*** Opening of Supplied data ***

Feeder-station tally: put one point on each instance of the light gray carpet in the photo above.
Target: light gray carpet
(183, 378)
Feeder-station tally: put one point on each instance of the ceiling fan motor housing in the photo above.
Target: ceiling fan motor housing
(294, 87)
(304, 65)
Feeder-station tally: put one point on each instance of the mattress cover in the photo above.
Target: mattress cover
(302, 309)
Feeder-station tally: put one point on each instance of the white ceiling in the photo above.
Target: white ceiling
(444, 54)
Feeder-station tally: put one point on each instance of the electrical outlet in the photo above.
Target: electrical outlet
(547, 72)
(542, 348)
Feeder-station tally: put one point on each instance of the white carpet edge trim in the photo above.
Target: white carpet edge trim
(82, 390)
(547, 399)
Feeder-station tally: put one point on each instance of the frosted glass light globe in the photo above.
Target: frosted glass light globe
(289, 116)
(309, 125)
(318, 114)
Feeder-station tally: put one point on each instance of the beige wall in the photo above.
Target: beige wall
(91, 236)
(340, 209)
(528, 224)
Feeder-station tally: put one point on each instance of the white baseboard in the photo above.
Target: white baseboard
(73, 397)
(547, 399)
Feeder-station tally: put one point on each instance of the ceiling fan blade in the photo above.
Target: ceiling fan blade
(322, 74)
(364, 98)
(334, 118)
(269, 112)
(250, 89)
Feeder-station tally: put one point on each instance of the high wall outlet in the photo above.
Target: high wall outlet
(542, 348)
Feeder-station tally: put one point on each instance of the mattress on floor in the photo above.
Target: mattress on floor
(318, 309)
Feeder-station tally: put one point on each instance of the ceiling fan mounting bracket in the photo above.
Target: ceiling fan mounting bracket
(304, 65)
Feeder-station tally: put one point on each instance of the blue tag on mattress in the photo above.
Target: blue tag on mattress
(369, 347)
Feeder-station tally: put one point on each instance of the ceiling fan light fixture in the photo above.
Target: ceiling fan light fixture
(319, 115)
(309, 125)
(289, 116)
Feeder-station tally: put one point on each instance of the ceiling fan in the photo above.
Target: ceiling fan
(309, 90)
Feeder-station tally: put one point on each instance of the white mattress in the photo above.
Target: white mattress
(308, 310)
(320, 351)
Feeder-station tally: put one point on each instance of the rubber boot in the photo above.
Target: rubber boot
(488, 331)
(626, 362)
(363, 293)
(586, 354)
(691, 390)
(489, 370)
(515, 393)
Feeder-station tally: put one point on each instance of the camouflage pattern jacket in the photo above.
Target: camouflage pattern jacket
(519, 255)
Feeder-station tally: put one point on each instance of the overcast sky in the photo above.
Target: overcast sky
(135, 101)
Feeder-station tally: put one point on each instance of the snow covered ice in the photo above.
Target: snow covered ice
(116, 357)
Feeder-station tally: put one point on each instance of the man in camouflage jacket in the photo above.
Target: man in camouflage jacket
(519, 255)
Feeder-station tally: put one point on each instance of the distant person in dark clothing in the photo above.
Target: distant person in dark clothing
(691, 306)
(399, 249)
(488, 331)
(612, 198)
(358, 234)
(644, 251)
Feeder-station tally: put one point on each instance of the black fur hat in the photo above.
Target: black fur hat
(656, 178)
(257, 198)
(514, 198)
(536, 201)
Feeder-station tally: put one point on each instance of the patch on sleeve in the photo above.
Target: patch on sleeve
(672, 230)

*** Close of Supplied data ***

Your assignment: What you write must match the records above exactly, line for line.

Answer for the task:
Feeder-station tally: put one point on each instance of the light gray carpet in the photo above.
Target: light gray carpet
(183, 378)
Feeder-station tally: put one point on each instance of the ceiling fan motor housing in the photo above.
Target: ceiling fan motor housing
(294, 87)
(304, 65)
Feeder-station tally: put one point on each instance of the mattress cover in the photo above.
Target: mattress cover
(302, 309)
Feeder-station tally: put one point on each instance of the white ceiling in the photo above.
Target: white ceiling
(444, 54)
Feeder-station tally: put one point on each instance of the electrical outlet in the photo above.
Target: electrical outlet
(547, 72)
(542, 348)
Feeder-station tally: put one point on each instance of the white carpet edge trim in the photo above.
Target: white carpet edge trim
(82, 390)
(547, 399)
Feeder-station tally: put one point on each instance of the frosted glass light globe in the photo above.
Target: frosted glass light globe
(289, 116)
(309, 125)
(318, 114)
Feeder-station tally: put one point on each instance of the beige wall in the photo above.
Target: beige wall
(91, 236)
(340, 209)
(528, 224)
Feeder-station tally: put one point on each instance of the white baseboard in the photo above.
Target: white baseboard
(73, 397)
(547, 399)
Feeder-station tally: put one point on each instance of the ceiling fan blade in the photo above.
Target: ceiling fan blade
(322, 74)
(364, 98)
(334, 118)
(269, 112)
(250, 89)
Feeder-station tally: put one point on each instance of the high wall outlet in the photo above.
Target: high wall outlet
(542, 348)
Feeder-station tally: put one point on each instance of the mattress on floor in the photo above.
Target: mattress on floor
(318, 309)
Feeder-station tally: put one point on each instance of the ceiling fan mounting bracket in the photo above.
Target: ceiling fan mounting bracket
(304, 65)
Feeder-station tally: put one point on each instance of the blue tag on mattress in the photo above.
Target: blue tag on mattress
(369, 347)
Feeder-station tally: put one point on each instance of the ceiling fan light fixture in the photo above.
Target: ceiling fan light fixture
(319, 115)
(309, 125)
(289, 116)
Feeder-station tally: put one point on each instance of the ceiling fan in the photo above.
Target: ceiling fan
(309, 90)
Feeder-station tally: put one point on each instance of the white mattress in the photo above.
Target: white mattress
(308, 310)
(320, 351)
Feeder-station tally: put one point on each instance of the rubber boot in the photo above.
Target: rubber boot
(488, 331)
(626, 362)
(363, 293)
(586, 354)
(691, 390)
(489, 370)
(515, 393)
Feeder-station tally: put one point on each instance of the camouflage pattern jacket in the photo above.
Target: camouflage pattern jacket
(519, 255)
Feeder-station tally: put one point on each instance of the overcast sky in the photo above.
Target: overcast sky
(135, 101)
Feeder-station tally: put one point on each instance of the snow covered ice in the photo above.
Target: snow covered ice
(116, 357)
Feeder-station tally: put one point on each instance of the man in camouflage jacket in the photo above.
Target: man in camouflage jacket
(519, 255)
Feeder-station tally: put one point on each instance of the distant person in dark clothing in the photo above.
Target: distant person in dark clothing
(691, 306)
(399, 249)
(488, 331)
(612, 198)
(358, 234)
(644, 251)
Feeder-station tally: put one point on each instance of the black fur hat in the photo above.
Target: black fur hat
(656, 178)
(257, 198)
(514, 198)
(536, 201)
Feeder-station tally: put one point on each instance of the patch on sleeve in the photo above.
Target: patch on sleeve
(672, 230)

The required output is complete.